++++ Records for the task ++++

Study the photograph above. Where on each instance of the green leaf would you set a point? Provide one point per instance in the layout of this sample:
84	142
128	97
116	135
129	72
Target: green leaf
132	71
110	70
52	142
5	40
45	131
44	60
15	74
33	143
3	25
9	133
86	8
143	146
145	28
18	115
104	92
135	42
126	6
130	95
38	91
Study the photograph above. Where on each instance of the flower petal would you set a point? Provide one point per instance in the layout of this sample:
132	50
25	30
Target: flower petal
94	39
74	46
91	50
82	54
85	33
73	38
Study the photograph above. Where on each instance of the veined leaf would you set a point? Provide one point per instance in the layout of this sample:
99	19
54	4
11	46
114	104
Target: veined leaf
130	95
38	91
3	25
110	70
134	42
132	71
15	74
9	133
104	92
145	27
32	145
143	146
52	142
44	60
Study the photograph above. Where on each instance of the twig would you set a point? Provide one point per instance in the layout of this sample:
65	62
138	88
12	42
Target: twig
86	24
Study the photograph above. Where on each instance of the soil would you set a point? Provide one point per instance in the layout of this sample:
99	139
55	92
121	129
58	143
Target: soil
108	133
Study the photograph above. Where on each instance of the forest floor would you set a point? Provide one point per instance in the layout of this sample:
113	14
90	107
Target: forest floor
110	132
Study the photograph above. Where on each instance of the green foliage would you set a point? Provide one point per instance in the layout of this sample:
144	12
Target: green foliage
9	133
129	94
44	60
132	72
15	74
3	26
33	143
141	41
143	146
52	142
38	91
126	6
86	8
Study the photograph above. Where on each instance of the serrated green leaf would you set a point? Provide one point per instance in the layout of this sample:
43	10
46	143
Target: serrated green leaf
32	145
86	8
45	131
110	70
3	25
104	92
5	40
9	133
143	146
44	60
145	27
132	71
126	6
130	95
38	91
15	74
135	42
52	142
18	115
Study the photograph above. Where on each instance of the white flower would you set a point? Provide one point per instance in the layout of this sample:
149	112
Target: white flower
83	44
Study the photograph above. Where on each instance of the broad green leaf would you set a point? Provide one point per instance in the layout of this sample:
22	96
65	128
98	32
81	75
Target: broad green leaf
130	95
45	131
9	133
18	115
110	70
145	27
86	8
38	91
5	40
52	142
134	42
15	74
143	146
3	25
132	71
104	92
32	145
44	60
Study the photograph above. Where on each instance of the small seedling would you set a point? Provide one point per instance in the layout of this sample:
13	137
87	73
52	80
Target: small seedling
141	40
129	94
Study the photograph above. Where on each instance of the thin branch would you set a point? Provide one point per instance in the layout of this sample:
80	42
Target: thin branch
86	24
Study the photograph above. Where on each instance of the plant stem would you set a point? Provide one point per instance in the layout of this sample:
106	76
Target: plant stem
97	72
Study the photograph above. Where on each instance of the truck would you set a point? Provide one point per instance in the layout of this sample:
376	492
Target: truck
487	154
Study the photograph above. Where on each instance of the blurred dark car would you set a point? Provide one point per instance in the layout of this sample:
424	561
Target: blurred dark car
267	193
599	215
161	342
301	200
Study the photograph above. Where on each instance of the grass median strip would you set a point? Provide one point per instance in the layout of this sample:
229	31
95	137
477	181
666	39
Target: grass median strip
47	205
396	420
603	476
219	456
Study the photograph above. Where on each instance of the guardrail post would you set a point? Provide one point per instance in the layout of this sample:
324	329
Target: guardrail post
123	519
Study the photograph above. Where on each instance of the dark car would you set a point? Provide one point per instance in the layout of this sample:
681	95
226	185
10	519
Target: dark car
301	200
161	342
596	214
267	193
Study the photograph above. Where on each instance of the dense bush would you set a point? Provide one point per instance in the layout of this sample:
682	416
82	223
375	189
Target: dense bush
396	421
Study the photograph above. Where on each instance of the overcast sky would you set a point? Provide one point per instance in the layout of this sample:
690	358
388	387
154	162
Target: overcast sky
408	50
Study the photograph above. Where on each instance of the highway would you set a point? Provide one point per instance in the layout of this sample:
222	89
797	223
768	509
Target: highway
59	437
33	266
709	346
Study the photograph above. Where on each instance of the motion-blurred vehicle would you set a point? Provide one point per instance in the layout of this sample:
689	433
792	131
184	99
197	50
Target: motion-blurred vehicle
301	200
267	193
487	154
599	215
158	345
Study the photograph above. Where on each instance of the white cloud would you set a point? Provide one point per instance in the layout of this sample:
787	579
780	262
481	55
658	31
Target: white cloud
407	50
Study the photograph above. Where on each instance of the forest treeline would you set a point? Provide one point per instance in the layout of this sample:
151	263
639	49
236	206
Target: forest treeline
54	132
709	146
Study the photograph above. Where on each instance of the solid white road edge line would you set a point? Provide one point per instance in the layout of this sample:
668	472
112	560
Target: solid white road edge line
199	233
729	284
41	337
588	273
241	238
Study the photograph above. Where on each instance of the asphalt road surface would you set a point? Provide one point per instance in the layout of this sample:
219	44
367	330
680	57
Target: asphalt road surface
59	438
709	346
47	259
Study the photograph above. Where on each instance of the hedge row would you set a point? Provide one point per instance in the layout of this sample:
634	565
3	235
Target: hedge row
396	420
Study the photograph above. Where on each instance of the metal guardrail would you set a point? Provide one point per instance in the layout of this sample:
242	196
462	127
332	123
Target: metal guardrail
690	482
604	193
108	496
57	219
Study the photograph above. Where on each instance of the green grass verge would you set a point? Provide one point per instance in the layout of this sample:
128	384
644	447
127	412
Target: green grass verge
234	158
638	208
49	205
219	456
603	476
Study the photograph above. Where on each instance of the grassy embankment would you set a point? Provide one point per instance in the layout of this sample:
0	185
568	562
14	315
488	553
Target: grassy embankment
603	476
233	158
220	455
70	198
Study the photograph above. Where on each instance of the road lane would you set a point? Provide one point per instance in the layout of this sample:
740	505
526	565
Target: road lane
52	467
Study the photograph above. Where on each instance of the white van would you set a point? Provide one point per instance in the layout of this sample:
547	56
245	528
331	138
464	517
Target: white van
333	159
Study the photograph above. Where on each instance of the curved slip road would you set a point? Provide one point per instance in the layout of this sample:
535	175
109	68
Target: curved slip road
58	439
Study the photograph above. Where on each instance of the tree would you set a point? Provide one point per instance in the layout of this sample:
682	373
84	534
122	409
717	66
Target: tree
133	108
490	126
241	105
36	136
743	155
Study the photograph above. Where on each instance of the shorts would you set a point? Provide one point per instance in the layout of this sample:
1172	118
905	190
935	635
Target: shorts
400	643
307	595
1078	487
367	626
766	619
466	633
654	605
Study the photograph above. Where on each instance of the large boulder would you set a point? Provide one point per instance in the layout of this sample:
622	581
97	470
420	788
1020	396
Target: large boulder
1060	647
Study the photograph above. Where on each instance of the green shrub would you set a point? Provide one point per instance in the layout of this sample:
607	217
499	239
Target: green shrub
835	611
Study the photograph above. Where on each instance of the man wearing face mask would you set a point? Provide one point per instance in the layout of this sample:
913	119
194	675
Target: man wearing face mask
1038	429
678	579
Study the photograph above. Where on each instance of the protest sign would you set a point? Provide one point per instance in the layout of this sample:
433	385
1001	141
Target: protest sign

++++

**The request**
Restate the listing in full, word for word.

**Written solution**
Study the photograph above. Where on each instance of the green leaf would you set a point? Provide one point per instance in the layout of this sample:
84	142
128	97
116	135
129	72
Target: green leaf
132	71
110	70
52	142
5	40
45	131
44	60
15	74
33	143
3	25
9	133
86	8
143	146
145	28
18	115
104	92
135	42
126	6
130	95
38	91
Study the photograph above. Where on each instance of the flower petal would you set a point? Provide one point per instance in the layout of this sample:
132	50
25	30
Target: flower petal
94	39
74	46
91	50
82	54
85	33
73	38
Study the photograph above. Where on each instance of the veined leaf would you set a point? Provide one point per instance in the layout of this sample:
99	19
54	4
11	46
114	104
Target: veined leaf
130	95
38	91
3	25
110	70
134	42
132	71
15	74
9	133
104	92
145	27
32	145
143	146
52	142
44	60
Study the photograph above. Where on each instance of the twig would you set a point? Provide one point per instance in the layout of this sample:
65	62
138	88
12	42
Target: twig
86	24
Study the photograph above. Where on each instance of the soil would you set a point? Provide one point per instance in the layout of this sample:
99	139
55	92
121	129
58	143
Target: soil
108	133
Study the photograph above. Where on each instance of the forest floor would you set a point? Provide one point per instance in the layout of this sample:
113	14
90	107
Target: forest floor
110	132
Study the photograph above. Where on each instance of the green foliage would you set a point? Provide one point per instance in the layout of this sample:
144	12
Target: green foliage
9	133
129	94
44	60
132	72
15	74
3	26
33	143
141	41
143	146
52	142
38	91
126	6
86	8
Study the photograph above. Where on each instance of the serrated green leaf would you set a point? Provide one point per instance in the layout of this sample:
43	10
46	143
Target: serrated green leaf
32	145
86	8
45	131
110	70
3	25
104	92
5	40
9	133
143	146
44	60
145	27
132	71
126	6
130	95
38	91
15	74
135	42
52	142
18	115
Study the photograph above. Where on each instance of the white flower would you set a point? Provide one point per instance in the layout of this sample:
149	112
Target: white flower
83	44
Study the photograph above. Where on each instance of the broad green leaf would you set a point? Provide one point per instance in the layout of this sample:
22	96
65	128
98	32
81	75
Target: broad green leaf
130	95
45	131
9	133
18	115
110	70
145	27
86	8
38	91
5	40
52	142
134	42
15	74
143	146
3	25
132	71
104	92
32	145
44	60
Study the photograph above. Where on each instance of the small seedling would you set a point? Provide one point per instance in the layout of this sample:
13	137
87	73
52	80
Target: small seedling
141	40
129	94
Study the photograph above. Where on each instance of the thin branch would you set a point? Provide one point per instance in the layout of this sample:
80	42
Target: thin branch
86	24
Study the photograph above. Where on each instance of the plant stem would you set a point? Provide one point per instance in the layout of this sample:
106	76
Target: plant stem
97	72
Study the photograph above. Where on each instance of the truck would you set a point? Provide one point per instance in the layout of this sample:
376	492
Target: truck
487	154
Study the photograph above. Where on each instance of the blurred dark car would you set a point? Provide one point per instance in the layout of this sample:
424	561
Target: blurred dark car
267	193
599	215
161	342
301	200
Study the photograph above. Where on each instance of the grass median strip would you set a point? Provide one point per instance in the layout of this sample:
229	31
95	137
477	181
666	39
Target: grass median strip
47	205
396	420
603	476
219	456
Study the photograph above. Where on each instance of the guardrail post would you set a point? Provide one point per instance in the layout of this sample:
324	329
Target: guardrail post
123	519
Study the photograph above. Where on each instance of the dark car would you set a point? Provide one point per instance in the layout of this sample:
681	95
226	185
10	519
Target: dark car
301	200
161	342
596	214
267	193
Study the photograph above. Where on each instance of the dense bush would you set a point? Provide one point per instance in the layout of this sample:
682	416
82	223
375	189
Target: dense bush
396	421
Study the photograph above. Where on each instance of the overcast sky would you set a point? Provide one point per instance in the layout of this sample:
690	358
388	387
154	162
Target: overcast sky
408	50
Study the photograph above. Where on each instance of the highway would you set a point? Provide one point per instance in the layout of this sample:
222	89
797	223
768	509
Target: highway
59	437
33	266
709	346
Study the photograph above. Where on each instance of the motion-blurred vehicle would you set a point? Provide one point per instance in the layout of this sample:
689	433
792	131
184	99
197	50
Target: motion-blurred vehicle
301	200
267	193
487	154
599	215
158	345
Study the photograph above. Where on each instance of the white cloud would you set a point? Provide one point per instance in the layout of this sample:
787	579
780	262
481	55
658	31
Target: white cloud
407	50
Study the photograph above. Where on each instance of the forest treeline would you set a point? Provide one point per instance in the layout of this sample:
151	263
639	49
236	206
Target: forest treeline
54	132
709	146
Study the photograph above. Where on each instance of the solid white road edge line would you set a point? Provide one point per instance in the layout of this sample:
668	472
112	560
Target: solid white road edge line
199	233
729	284
41	337
588	273
241	238
Study the photograph above. Where on each instance of the asphalt road surface would you set a point? Provide one point per instance in the layout of this sample:
219	44
367	330
680	57
Target: asphalt road surface
59	438
709	346
47	259
Study the photograph above. Where on each instance of the hedge row would you set a point? Provide one point per instance in the layout of this sample:
634	565
3	235
Target: hedge row
396	420
Study the photograph above. Where on each instance of the metal guardrail would you set a point? Provide one point per instance in the layout of this sample:
242	196
462	127
332	123
Target: metal guardrail
690	482
604	193
108	496
57	219
Study the photograph above. Where on each instance of the green grass verge would you set a point? Provide one point per instance in the layout of this sample:
128	384
644	447
127	412
Target: green grass verge
234	158
638	208
49	205
219	456
603	476
Study the photograph above. Where on each instance of the grassy embankment would you set a point? Provide one point per instance in the layout of this sample:
0	185
568	562
14	315
488	553
Target: grassy embankment
603	476
233	158
220	455
70	198
Study the photograph above. Where on each instance of the road lane would you set a point? Provide one point per instance in the layout of this sample:
740	505
526	565
Target: road lane
52	467
Study the photograph above. Where on each instance of the white van would you set a point? Provide one point per instance in the layout of this sample:
547	56
245	528
331	138
464	517
Target: white van
333	159
Study the photograph above. Where on each instance of the curved slip road would you set a point? Provide one point per instance in the layout of this sample:
535	175
109	68
Target: curved slip road
58	439
Study the photograph above. Where on each instance of the tree would you set a point? Provide one point per instance in the layout of this sample:
682	373
84	534
122	409
717	66
Target: tree
133	108
490	126
241	105
36	136
743	155
Study the photograph above. Where on each instance of the shorts would you set a point? Provide one point per instance in the layout of this sample:
1172	118
905	190
935	635
Target: shorts
400	643
307	595
1078	487
367	626
766	619
466	633
654	605
Study the photograph above. Where on each instance of the large boulder would you set a point? Provide one point per instance in the layout of this sample:
622	581
97	470
420	788
1020	396
Target: large boulder
1060	647
Study the photograph above. Where on each instance of the green shrub would you set a point? Provide one point per instance in the layout of this sample:
607	217
499	239
Target: green shrub
835	611
Study the photograph above. Where on each instance of the man wearing face mask would you set a point? Provide one point per instance in the layout of this sample:
913	119
194	675
Target: man wearing face mask
1038	429
678	579
Study the photograph above. Where on each instance of the protest sign would you set a point? Provide one point per instance in the layout of this sample:
433	385
1001	141
Target: protest sign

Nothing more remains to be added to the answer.